Geben Sie an, in wie vielen Zeilen der folgenden Daten die Zeichenfolge „tree“ vorkommt. Nennen Sie nur die Zahl.

==== BEREITGESTELLTE DATEN ====

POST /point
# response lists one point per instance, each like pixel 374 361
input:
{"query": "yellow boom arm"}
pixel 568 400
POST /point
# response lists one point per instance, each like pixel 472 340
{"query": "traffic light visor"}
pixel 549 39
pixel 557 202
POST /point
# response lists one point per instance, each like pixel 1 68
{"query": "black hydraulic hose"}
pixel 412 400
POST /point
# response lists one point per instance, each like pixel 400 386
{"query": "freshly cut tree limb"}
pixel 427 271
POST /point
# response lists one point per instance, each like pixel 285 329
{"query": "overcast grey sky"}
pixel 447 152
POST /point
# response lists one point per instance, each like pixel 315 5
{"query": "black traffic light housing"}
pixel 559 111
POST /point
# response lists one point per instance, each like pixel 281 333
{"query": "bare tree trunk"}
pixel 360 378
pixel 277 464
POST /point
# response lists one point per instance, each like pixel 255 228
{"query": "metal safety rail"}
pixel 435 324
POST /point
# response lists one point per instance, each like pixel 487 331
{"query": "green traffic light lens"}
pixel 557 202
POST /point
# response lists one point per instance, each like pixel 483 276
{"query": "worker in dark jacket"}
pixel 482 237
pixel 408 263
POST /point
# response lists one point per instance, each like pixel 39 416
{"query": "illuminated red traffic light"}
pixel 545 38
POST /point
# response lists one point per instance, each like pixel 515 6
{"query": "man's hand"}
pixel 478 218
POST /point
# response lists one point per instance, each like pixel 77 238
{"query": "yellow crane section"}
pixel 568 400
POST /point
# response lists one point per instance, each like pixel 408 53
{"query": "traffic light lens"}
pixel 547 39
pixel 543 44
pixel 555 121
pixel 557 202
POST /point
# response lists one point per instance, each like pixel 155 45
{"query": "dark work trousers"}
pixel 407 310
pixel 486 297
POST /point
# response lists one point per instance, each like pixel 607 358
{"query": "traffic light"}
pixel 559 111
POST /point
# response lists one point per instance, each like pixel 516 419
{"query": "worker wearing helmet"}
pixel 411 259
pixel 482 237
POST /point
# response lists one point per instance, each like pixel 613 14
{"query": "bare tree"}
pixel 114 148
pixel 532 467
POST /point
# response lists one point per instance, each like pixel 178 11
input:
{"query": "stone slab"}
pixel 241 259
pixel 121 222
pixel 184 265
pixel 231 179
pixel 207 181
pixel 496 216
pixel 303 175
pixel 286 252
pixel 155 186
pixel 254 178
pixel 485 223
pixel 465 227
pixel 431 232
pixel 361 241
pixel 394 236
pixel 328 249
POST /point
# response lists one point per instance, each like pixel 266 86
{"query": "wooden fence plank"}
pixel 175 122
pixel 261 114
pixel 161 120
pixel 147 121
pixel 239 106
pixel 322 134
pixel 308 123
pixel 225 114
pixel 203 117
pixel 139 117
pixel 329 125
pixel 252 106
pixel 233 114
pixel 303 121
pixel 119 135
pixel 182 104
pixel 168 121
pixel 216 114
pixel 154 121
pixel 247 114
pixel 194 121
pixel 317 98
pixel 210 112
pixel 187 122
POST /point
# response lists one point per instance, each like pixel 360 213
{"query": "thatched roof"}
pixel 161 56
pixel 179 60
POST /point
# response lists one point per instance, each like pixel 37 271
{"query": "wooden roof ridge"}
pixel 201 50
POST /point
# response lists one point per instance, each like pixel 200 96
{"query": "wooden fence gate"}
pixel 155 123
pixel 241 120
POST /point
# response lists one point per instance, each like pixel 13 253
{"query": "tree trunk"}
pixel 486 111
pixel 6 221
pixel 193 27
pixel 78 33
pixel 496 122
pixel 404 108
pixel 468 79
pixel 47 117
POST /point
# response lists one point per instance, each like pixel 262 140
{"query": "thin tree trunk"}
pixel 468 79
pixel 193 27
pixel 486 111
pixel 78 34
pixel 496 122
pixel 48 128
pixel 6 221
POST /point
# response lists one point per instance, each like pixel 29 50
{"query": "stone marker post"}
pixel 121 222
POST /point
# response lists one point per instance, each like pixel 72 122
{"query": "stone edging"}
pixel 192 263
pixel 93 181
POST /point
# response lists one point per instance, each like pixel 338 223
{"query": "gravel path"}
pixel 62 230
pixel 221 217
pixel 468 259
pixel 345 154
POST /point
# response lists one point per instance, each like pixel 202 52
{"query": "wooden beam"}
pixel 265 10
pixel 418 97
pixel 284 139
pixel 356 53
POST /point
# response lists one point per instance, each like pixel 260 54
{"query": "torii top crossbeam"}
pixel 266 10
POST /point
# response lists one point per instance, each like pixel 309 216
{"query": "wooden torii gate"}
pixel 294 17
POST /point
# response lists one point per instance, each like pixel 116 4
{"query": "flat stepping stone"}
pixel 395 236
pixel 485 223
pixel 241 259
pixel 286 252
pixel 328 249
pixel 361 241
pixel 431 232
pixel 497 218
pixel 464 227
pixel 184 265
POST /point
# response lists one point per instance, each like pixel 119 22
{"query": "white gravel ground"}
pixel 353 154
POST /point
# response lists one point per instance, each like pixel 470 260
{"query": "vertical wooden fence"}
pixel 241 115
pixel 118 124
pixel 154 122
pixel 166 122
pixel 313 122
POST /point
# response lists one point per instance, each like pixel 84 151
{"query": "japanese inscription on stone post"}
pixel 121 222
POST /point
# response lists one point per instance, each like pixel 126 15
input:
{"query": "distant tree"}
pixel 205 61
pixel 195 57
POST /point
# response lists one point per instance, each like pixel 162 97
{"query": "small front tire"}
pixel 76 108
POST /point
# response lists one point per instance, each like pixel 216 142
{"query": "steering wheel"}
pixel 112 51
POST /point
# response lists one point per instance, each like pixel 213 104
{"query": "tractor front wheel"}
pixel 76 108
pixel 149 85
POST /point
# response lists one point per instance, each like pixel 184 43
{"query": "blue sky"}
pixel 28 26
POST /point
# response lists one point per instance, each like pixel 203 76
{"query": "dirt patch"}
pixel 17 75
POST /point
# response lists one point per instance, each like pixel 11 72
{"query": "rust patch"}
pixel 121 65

====

> ERLEDIGTE AUFGABE:
6